- _Extracted text_
════════════════════

Cancer identity technology makes it easier to find a tumor’s ‘address’
Purdue University researchers have developed a technology aimed at making it easier to deliver cancer treatment to the right “address” in the body while also easing the painful side effects of chemotherapy on patients.
One of the big issues with chemotherapy is that most treatment approaches focus on the tumor itself without paying significant attention to the microenvironment surrounding the tumor. The new method is detailed in the nanotechnology journal Small.
“The traditional approach is similar to a delivery driver trying to drop off a package to a certain person without knowing their specific address,” said Yoon Yeo, a professor of industrial and physical pharmacy at Purdue, who is leading the research team. “Our new approach provides directions to find the specific address to deliver the chemotherapeutic drugs.”
The Centers for Disease Control and Prevention reports that each year, about 650,000 cancer patients receive chemotherapy in an outpatient oncology clinic in the United States. Patients receiving chemotherapy are at risk for various side effects that may lead to hospitalization, disruptions in chemotherapy schedules, and even death.
The Purdue method uses nanoparticles, which are considered promising carriers of drugs needed for chemotherapy to target tumors. The researchers developed a technique to prepare polyol-modified nanoparticles so they locate cancerous cells and tumors by checking out blood vessels surrounding the tumors.
The nanoparticles then interact with the vascular lining to enter tumors and destroy them. The Purdue researchers said their method helps the nanoparticles to exit from the circulation and enter tumors and better treat the cancer. They have tested the method on breast cancer and melanoma models and believe it also will prove effective for many types of cancerous tumors.
“Chemotherapy can be almost unbearable for most patients and we want to change that,” Yeo said. “Our method better targets tumors so lower dosages are required and the drugs do less damage to normal tissues.”
Their work aligns with Purdue’s Giant Leaps celebration, acknowledging the university’s global advancements in health as part of Purdue’s 150th anniversary. This is one of the four themes of the yearlong celebration’s Ideas Festival, designed to showcase Purdue as an intellectual center solving real-world issues.
The technology is patented through the Purdue Office of Technology Commercialization, and the research team is looking for partners.

════════════════════

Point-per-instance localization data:
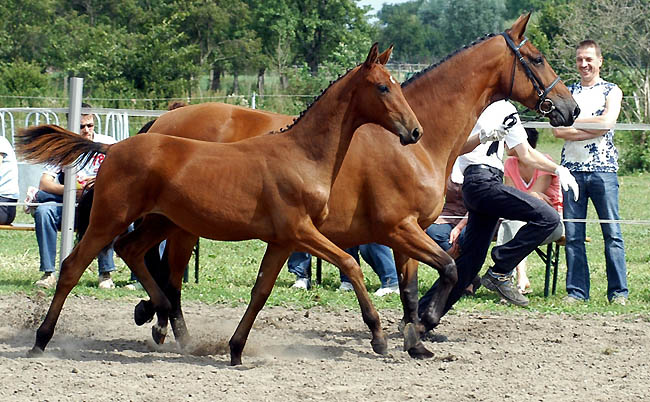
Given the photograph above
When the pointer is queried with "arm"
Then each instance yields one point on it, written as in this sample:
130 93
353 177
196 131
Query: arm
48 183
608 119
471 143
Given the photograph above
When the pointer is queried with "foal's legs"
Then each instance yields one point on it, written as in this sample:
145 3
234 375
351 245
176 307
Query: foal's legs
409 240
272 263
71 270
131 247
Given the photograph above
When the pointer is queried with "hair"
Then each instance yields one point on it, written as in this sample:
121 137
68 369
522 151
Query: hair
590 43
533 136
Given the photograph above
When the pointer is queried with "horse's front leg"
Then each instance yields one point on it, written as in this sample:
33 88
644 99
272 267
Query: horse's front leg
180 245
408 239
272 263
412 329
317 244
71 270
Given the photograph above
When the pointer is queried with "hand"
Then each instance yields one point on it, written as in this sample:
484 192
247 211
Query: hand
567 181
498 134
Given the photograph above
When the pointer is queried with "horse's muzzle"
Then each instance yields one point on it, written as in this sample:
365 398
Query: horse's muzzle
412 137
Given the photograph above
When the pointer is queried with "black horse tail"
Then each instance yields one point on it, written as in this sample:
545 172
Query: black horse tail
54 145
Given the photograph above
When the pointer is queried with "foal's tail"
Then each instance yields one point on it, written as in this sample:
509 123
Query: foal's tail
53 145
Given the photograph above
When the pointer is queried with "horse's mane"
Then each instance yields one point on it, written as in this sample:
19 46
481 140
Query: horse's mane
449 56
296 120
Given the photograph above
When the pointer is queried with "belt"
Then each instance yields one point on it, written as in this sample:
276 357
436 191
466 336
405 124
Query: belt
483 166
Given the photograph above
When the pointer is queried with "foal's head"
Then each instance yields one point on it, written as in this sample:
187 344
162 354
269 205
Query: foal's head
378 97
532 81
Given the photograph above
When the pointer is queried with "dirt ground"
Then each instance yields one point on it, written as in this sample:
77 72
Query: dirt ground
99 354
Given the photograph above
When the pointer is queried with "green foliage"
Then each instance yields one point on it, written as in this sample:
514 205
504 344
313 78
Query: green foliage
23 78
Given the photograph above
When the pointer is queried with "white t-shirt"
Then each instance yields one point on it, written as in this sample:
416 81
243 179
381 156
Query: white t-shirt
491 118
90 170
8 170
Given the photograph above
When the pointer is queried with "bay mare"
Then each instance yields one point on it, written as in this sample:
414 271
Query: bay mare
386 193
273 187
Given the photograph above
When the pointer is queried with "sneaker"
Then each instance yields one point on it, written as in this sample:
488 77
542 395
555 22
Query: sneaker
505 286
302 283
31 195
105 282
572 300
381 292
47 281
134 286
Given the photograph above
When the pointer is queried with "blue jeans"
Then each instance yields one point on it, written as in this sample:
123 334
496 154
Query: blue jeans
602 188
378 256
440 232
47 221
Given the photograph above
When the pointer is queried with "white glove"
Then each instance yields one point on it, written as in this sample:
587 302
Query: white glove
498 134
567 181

════════════════════

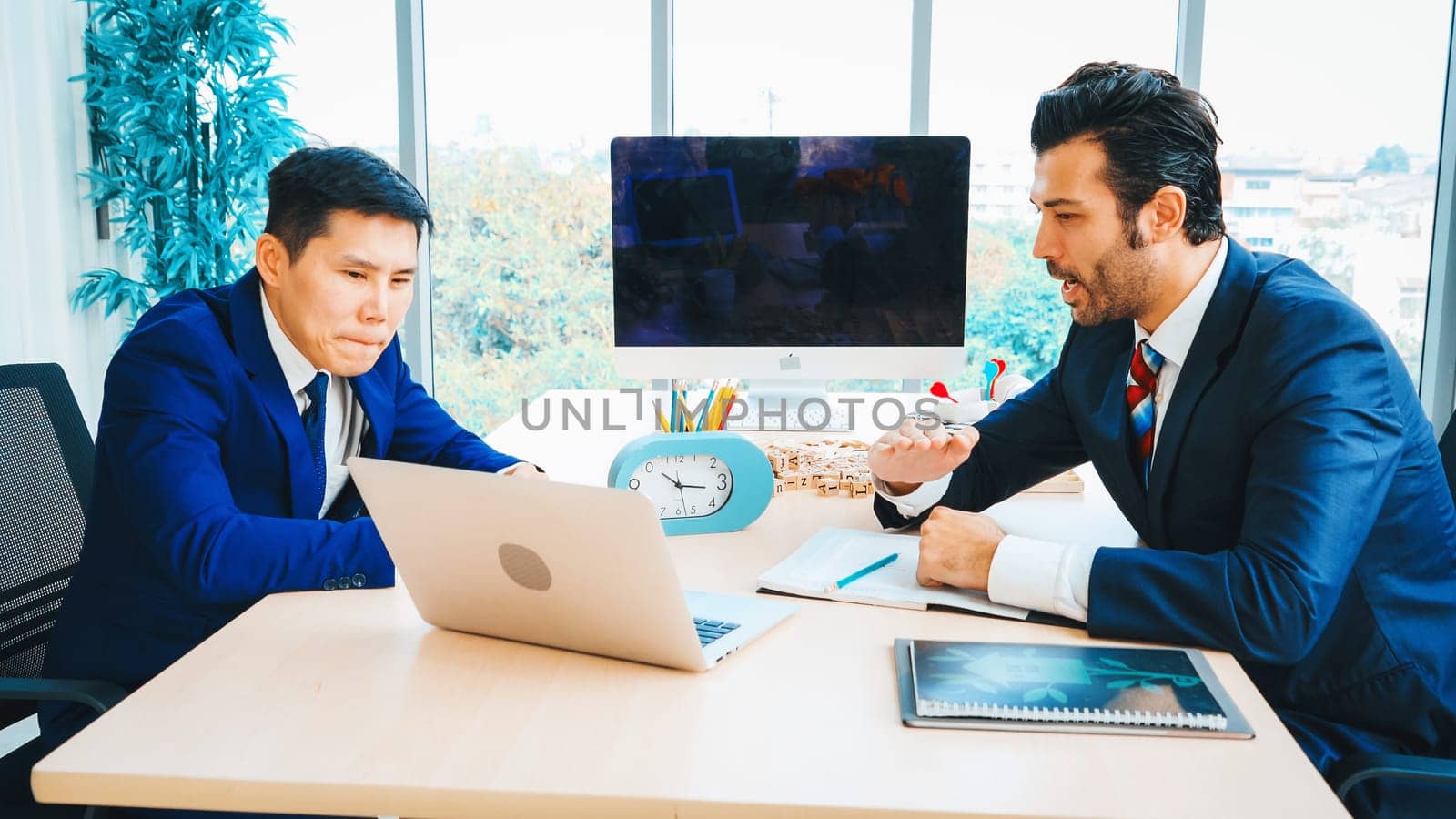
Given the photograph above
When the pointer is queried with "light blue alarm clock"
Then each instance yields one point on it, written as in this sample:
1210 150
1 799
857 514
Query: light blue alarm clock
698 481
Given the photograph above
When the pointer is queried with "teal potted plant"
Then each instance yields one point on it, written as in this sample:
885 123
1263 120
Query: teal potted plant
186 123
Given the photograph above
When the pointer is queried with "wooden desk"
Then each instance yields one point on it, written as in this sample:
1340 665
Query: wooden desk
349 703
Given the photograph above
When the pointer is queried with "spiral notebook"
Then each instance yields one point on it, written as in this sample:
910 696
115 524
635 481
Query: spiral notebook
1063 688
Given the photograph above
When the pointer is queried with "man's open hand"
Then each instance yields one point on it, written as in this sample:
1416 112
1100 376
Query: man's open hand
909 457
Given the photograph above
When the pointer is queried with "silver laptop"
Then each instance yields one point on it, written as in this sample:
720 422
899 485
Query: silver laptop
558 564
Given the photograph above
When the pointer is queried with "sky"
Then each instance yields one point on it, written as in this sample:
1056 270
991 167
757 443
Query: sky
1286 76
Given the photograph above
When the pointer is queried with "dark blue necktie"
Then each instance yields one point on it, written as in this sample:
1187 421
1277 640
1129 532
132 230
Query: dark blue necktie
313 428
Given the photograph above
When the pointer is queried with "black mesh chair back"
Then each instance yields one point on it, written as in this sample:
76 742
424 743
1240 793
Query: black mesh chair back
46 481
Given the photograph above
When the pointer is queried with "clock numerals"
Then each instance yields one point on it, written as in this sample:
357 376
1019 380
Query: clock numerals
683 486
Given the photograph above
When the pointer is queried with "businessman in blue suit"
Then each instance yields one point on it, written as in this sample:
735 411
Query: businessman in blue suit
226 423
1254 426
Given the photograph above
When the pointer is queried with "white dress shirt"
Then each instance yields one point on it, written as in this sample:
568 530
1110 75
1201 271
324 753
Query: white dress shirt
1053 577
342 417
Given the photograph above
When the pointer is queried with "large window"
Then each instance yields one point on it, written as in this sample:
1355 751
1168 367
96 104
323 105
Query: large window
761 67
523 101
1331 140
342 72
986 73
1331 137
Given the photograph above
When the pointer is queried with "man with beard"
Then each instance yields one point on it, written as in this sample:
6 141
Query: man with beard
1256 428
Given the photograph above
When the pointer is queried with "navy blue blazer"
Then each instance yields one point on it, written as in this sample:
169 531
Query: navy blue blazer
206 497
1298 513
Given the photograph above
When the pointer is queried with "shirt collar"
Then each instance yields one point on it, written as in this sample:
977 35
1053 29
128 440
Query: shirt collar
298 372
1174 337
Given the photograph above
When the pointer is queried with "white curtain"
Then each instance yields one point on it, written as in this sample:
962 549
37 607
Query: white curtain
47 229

════════════════════

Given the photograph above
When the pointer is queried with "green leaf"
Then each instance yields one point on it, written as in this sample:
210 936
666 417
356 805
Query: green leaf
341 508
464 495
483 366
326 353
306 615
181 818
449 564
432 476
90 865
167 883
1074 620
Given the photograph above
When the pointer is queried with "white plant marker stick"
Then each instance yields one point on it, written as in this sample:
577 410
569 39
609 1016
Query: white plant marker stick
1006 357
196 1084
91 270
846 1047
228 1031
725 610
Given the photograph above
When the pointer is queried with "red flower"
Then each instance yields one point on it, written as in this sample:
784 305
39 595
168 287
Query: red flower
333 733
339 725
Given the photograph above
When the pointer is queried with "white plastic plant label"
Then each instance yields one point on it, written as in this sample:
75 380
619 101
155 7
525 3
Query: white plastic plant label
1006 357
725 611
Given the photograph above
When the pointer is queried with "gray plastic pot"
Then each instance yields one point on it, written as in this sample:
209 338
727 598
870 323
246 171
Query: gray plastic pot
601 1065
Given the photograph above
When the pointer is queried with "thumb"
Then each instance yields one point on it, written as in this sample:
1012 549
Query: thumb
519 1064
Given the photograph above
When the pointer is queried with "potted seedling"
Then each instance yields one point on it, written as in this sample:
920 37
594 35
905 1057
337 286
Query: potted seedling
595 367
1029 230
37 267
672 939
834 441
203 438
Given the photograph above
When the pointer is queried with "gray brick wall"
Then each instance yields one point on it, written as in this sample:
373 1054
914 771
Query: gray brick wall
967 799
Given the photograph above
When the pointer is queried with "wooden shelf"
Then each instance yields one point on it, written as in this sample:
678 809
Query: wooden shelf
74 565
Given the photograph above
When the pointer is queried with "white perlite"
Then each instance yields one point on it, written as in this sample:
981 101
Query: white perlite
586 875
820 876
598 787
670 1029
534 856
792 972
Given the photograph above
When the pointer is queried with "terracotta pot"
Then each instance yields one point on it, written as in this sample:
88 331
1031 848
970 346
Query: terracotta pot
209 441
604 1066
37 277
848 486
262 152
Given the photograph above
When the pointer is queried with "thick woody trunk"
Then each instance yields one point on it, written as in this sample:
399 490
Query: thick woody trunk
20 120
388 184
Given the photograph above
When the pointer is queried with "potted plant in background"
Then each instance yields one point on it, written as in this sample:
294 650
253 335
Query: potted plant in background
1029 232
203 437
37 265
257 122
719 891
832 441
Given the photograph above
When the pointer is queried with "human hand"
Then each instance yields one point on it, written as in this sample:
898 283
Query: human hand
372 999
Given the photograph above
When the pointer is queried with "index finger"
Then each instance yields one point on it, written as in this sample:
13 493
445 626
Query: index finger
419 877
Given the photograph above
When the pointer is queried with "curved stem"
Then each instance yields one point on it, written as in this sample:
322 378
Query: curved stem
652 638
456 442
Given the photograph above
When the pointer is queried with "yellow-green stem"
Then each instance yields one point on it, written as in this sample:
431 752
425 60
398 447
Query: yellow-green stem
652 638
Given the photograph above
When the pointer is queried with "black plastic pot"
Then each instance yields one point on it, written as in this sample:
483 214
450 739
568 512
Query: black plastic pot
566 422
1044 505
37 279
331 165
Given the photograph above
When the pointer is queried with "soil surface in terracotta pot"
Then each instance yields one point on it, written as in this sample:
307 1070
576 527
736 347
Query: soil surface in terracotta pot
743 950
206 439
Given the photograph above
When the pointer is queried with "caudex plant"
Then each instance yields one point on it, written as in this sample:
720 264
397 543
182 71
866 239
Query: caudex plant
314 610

════════════════════

- _What you have to do_
List the outcomes that the article on tumor-targeting nanoparticles says chemotherapy side effects may lead to. The entries have no connection to the article.

- _The answer_
- Hospitalization
- Disruptions in chemotherapy schedules
- Death